• JOB: Can you reproduce all of the records below with "man in khaki uniform" swapped for "soldier in khaki uniform" and nothing else altered? Leave the pictures out of your answer.

• DATA SHOWN:
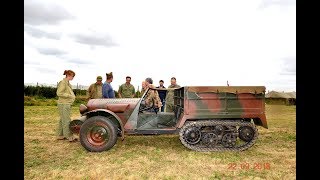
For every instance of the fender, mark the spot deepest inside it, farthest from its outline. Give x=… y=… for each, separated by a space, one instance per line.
x=98 y=111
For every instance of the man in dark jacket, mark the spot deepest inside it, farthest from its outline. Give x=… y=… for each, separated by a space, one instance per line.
x=162 y=94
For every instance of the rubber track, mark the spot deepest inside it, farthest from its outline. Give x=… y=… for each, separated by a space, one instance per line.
x=202 y=123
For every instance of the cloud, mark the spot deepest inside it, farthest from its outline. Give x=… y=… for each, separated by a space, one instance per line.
x=93 y=38
x=38 y=12
x=288 y=66
x=35 y=32
x=45 y=70
x=281 y=3
x=51 y=51
x=78 y=61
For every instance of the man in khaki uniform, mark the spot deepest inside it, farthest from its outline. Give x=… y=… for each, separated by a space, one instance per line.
x=143 y=88
x=95 y=89
x=65 y=100
x=126 y=90
x=152 y=97
x=170 y=94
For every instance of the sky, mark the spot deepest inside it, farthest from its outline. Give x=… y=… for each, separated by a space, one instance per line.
x=201 y=43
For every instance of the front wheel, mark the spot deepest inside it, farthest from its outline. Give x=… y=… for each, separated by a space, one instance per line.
x=97 y=134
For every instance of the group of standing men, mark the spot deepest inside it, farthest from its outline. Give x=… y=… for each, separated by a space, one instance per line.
x=159 y=98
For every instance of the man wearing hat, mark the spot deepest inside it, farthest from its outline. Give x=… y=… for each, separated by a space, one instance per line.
x=95 y=89
x=107 y=90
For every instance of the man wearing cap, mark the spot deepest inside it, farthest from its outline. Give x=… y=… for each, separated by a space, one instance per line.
x=170 y=95
x=95 y=89
x=162 y=94
x=152 y=97
x=107 y=90
x=126 y=90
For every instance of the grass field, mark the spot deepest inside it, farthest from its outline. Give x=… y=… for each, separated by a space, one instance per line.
x=157 y=157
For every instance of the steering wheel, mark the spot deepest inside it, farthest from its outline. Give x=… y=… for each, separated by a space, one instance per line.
x=147 y=108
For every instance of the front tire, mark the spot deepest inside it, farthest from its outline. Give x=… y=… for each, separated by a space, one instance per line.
x=98 y=134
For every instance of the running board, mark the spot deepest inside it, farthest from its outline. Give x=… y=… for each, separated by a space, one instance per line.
x=153 y=131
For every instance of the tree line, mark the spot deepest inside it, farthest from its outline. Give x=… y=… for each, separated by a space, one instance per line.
x=50 y=92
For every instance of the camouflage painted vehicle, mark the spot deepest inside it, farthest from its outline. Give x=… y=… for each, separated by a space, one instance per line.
x=207 y=118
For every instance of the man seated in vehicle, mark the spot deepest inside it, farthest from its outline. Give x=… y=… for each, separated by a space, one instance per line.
x=152 y=99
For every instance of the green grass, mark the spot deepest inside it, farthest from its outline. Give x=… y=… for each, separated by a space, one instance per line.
x=157 y=157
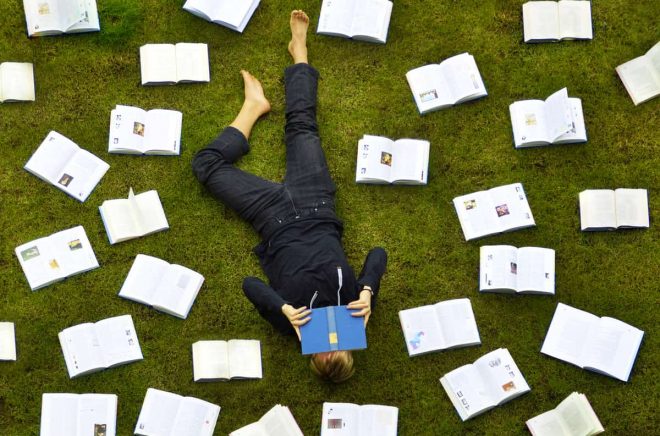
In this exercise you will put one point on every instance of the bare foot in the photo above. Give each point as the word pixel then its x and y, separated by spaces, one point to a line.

• RESPONSE FOR THIS EXERCISE:
For every instance of the fender, mark the spot deepest inside it, farthest from its outline. Give x=… y=… for each, separated by a space, one instance per line.
x=98 y=111
For every instance of the man in dark jacket, mark the spot deepest inside it, farthest from its outline. Give x=… y=… for each, separated by a space, one instance per line.
x=162 y=94
For every instance of the rubber track, mark the spot deepest inside it, farthest from its outline. Give x=… y=… for each, separated by a space, one instance per line.
x=202 y=123
For every instance of the cloud, mark the spot deepest inside it, farthest from its outline. Give x=… y=… for each, separated by a space, one instance per line.
x=93 y=38
x=38 y=12
x=288 y=66
x=35 y=32
x=45 y=70
x=281 y=3
x=51 y=51
x=78 y=61
For every instance of the soldier in khaki uniform, mark the spot deepest inside it, farthest from its outline. Give x=… y=… for each, separated by a space, one instance per line.
x=143 y=88
x=95 y=89
x=65 y=100
x=126 y=90
x=152 y=97
x=170 y=94
For every instance of the sky, mark the spot deepest inside it, farthest from its outline. Give x=… y=… for each, separated by a space, one instance per line.
x=201 y=43
For every instance of the front wheel, mark the spot deepest inside it, farthest from its outline. Give x=… y=… for each, separated by a space, one instance per line.
x=97 y=134
For every instance of the group of standing men, mark the spot deepest inside it, farthest from its outline. Give x=… y=… for each, separated by a space, one instance per line.
x=159 y=98
For every instance of the man wearing hat, mark the spot deepest inside it, farthest from its outline. Give x=… y=… for each, separated by a space, one instance per line.
x=95 y=89
x=107 y=90
For every instance of the man wearing cap, mark the spot deepest inside it, farthest from its outline. Give x=… y=… for each, separated by a space, one instance per line.
x=170 y=95
x=95 y=89
x=162 y=94
x=152 y=97
x=107 y=90
x=126 y=90
For every instance of the grass field, mark the spot deepest inside it, farthest from its outline. Give x=… y=… for each, separated by a space, one instance per line.
x=157 y=157
For every instance of the steering wheel, mark the spot deepest inside it, farthest from its outline. Give x=… y=… for each, separated by a space, one instance per line.
x=147 y=108
For every instance of the front tire, mark the spot deepest inside it, farthest from its outline. Give x=… y=… for each, separated by a space, one instance per line.
x=98 y=134
For every instance of the running board, mark the spot deepest inside it, farthest from its outline. Give x=… y=… for each, separated by a space, one instance per line.
x=153 y=131
For every instance of the tree line, mark the spot deepest inside it, farthest from its outline. Give x=… y=… for each, separated by a space, one instance per line.
x=50 y=92
For every instance of the camouflage painted vehicle, mark the spot deepest inside it, farthest from its outline. Give x=… y=… for each, separated by a space, one instance per line.
x=207 y=118
For every instance of the man seated in vehicle, mark the spot deepest inside it, farthest from its outline. Give x=… y=… for each, separated by a space, one instance per line.
x=152 y=99
For every instance of the green grass, mark the spot deepest inside it, farthest from its outline. Give x=… y=… for each, separated by a space, one instance per line.
x=157 y=157
In this exercise you will put one point on every instance of the bare foot in the photo above. Give each point as the word pixel then its x and y, separated by spaces, one point to a line.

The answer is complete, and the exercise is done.